■ Written instruction
Extract every line from the lines below that contains the word "streak".
"""
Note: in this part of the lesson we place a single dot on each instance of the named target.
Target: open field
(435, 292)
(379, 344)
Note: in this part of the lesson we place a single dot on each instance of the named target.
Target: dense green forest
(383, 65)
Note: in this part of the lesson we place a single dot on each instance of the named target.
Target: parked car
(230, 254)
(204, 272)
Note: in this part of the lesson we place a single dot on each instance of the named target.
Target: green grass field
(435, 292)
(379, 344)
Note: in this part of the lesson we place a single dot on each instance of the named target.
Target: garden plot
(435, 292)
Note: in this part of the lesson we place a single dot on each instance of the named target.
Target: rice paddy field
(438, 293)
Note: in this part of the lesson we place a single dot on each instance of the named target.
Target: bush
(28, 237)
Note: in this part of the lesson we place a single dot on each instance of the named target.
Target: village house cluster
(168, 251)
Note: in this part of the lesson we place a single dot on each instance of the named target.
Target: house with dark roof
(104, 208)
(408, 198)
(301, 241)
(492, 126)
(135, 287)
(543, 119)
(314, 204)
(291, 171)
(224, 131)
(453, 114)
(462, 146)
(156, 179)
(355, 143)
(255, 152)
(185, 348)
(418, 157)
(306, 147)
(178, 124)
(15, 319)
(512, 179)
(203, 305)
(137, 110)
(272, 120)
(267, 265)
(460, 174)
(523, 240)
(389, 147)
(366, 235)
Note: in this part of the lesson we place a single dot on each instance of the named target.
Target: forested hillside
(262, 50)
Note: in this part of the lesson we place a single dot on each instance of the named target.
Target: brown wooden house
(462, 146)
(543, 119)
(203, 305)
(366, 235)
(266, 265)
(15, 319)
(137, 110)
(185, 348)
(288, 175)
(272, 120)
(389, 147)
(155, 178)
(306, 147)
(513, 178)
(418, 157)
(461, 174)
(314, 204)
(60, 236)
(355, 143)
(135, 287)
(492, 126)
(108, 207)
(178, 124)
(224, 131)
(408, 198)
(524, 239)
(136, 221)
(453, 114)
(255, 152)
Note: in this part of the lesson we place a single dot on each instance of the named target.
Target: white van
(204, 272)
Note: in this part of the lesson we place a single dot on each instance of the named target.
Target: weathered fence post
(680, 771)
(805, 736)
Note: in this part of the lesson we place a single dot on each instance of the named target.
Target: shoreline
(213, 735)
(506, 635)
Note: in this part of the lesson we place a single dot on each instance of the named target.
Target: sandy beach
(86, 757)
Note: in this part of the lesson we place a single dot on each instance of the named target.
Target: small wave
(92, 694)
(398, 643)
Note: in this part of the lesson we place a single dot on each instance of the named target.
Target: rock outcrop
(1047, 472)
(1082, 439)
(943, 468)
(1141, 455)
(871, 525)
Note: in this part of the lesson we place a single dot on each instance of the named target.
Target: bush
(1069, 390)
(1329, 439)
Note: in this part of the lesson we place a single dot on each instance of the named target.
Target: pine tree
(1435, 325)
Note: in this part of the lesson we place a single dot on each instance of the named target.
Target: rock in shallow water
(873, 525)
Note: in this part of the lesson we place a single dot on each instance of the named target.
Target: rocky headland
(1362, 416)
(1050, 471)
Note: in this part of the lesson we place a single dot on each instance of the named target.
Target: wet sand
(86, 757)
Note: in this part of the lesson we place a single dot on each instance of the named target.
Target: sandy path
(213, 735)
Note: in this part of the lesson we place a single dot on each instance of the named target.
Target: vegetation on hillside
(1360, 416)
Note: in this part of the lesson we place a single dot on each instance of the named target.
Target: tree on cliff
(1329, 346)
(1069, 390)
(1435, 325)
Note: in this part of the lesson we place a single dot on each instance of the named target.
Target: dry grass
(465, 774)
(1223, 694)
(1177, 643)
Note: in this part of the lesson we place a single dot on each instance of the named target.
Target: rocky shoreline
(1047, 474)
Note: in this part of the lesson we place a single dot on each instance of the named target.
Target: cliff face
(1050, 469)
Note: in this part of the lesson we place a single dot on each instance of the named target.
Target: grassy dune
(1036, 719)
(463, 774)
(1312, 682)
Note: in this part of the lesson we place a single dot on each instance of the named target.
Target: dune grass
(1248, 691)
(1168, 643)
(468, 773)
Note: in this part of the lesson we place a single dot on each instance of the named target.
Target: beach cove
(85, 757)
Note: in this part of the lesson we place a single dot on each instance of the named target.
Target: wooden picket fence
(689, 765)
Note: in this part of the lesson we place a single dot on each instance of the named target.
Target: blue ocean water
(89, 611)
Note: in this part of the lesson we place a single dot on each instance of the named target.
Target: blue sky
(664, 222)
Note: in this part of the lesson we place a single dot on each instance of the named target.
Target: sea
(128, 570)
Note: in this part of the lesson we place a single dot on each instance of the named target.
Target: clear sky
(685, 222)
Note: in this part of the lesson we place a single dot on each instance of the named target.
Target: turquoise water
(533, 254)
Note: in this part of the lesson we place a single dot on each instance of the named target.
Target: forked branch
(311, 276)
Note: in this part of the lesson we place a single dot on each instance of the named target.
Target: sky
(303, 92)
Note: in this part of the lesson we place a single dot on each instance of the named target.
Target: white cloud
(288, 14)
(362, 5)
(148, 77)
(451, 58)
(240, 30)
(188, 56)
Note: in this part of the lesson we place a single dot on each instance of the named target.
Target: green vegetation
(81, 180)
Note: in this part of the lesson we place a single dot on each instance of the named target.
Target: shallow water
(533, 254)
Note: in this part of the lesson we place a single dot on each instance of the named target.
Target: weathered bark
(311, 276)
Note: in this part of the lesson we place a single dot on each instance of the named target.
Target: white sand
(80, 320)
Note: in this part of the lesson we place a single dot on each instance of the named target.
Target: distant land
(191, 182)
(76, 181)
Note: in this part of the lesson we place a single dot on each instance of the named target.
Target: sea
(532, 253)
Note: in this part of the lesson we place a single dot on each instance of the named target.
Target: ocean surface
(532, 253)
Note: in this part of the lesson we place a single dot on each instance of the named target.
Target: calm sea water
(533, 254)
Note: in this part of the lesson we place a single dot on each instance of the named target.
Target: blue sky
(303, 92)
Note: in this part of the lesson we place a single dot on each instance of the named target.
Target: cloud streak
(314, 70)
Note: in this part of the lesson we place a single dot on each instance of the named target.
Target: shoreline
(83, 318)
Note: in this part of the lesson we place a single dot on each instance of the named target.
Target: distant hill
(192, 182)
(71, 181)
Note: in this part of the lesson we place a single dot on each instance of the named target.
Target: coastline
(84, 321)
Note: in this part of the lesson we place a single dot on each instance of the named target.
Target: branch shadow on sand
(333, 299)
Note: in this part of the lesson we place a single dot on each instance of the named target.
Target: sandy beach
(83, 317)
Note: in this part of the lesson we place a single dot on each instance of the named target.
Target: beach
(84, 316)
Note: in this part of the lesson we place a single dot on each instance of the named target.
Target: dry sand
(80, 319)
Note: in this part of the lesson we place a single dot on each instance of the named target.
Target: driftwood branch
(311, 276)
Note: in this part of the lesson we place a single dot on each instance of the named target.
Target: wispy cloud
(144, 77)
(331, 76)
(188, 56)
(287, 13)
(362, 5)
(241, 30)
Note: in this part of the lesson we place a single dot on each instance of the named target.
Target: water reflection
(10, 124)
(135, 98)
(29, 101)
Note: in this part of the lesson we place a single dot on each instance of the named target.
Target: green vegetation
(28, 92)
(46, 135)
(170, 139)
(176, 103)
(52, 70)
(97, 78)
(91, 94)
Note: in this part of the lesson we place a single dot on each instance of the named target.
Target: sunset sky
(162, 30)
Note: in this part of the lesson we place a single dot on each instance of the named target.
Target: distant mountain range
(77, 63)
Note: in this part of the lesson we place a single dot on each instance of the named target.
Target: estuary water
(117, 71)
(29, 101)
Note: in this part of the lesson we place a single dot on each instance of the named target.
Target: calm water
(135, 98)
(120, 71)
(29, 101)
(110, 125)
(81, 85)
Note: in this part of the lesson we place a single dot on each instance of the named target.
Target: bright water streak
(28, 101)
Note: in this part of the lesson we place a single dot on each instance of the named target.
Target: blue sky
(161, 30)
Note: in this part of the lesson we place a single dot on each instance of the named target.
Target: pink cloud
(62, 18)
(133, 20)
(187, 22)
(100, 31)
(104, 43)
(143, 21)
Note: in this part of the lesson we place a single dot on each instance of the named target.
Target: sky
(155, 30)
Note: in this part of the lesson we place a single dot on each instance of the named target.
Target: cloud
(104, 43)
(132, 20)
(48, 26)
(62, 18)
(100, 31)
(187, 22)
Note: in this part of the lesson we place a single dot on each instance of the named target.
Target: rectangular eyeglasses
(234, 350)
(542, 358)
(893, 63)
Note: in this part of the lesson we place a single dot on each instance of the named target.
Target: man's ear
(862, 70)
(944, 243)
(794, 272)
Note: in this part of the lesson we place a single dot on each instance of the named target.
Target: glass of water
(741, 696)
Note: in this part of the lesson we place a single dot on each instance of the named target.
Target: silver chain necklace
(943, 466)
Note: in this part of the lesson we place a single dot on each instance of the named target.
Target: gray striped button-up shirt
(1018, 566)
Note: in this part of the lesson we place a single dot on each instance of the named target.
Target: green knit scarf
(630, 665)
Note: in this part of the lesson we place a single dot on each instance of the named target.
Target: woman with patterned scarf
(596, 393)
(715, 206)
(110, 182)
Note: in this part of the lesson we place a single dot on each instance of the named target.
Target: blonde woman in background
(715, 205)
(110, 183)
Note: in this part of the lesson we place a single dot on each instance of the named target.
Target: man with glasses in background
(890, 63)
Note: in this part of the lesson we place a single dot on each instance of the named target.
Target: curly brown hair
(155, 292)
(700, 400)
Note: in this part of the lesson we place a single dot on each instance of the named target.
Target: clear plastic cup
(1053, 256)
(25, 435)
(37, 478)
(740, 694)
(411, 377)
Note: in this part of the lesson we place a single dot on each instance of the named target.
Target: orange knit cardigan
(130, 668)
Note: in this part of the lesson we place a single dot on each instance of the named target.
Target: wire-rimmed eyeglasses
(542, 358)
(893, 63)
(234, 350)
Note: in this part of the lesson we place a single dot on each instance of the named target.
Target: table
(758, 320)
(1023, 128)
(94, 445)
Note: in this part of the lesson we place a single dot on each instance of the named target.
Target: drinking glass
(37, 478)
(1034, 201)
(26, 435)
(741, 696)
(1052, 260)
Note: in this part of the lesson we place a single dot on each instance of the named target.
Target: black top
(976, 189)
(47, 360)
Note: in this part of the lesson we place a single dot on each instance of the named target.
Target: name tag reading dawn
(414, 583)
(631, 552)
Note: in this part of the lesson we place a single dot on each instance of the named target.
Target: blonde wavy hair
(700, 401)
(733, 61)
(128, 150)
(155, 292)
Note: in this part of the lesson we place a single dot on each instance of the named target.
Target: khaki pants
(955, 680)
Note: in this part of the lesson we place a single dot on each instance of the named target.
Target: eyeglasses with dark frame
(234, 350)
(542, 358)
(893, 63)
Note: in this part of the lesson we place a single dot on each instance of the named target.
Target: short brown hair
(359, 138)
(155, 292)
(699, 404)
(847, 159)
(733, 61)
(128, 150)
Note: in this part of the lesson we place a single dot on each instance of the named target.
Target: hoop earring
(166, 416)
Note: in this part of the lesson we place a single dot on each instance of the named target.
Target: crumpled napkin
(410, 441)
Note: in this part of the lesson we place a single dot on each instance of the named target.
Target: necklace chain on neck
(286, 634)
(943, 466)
"""
■ Worked answer
Target: cloud streak
Target: bright water streak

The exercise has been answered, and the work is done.